■ TASK BRIEF ■
Find out how many lines of the listing below include "floral" and report only that number.

=-=-=-=-=

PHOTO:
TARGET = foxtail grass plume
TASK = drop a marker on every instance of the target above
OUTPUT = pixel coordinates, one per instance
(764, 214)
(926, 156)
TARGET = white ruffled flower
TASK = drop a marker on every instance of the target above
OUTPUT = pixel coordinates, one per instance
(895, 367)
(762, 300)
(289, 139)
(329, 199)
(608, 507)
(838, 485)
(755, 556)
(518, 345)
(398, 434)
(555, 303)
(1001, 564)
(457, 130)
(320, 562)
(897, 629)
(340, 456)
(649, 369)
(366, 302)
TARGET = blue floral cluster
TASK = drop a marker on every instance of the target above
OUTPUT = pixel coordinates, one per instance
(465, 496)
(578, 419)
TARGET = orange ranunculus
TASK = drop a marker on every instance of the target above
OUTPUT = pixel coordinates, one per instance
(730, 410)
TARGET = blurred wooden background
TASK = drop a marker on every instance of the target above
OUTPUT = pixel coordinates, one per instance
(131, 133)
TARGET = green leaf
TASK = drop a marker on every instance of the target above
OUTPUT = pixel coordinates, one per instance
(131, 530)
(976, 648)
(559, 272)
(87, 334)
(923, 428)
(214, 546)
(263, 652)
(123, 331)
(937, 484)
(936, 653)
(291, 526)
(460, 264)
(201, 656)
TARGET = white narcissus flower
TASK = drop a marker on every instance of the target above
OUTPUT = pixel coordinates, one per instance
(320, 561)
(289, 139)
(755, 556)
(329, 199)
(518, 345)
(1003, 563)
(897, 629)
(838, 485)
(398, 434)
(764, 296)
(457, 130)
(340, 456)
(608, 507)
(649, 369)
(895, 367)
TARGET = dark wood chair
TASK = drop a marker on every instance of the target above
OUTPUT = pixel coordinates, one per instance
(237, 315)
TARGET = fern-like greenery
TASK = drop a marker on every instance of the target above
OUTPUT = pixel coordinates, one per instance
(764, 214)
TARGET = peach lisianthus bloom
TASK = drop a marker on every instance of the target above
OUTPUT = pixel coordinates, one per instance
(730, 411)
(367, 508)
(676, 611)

=-=-=-=-=

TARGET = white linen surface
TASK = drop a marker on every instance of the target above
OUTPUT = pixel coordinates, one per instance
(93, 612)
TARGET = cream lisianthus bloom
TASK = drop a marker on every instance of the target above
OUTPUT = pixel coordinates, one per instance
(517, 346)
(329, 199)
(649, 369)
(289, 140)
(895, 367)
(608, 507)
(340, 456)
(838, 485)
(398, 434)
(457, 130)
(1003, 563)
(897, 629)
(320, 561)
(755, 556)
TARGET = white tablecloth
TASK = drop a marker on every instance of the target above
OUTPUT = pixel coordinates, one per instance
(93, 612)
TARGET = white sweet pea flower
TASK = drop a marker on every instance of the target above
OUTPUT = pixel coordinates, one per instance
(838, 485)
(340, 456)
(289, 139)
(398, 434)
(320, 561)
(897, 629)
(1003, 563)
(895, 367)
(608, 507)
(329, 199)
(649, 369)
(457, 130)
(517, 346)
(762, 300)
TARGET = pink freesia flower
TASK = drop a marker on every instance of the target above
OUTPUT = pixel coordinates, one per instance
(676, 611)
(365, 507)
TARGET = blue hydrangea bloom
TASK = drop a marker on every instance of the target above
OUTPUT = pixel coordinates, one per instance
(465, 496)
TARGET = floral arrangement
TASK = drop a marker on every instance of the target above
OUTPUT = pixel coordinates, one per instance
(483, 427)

=-=-=-=-=

■ SOLUTION TO THIS TASK ■
2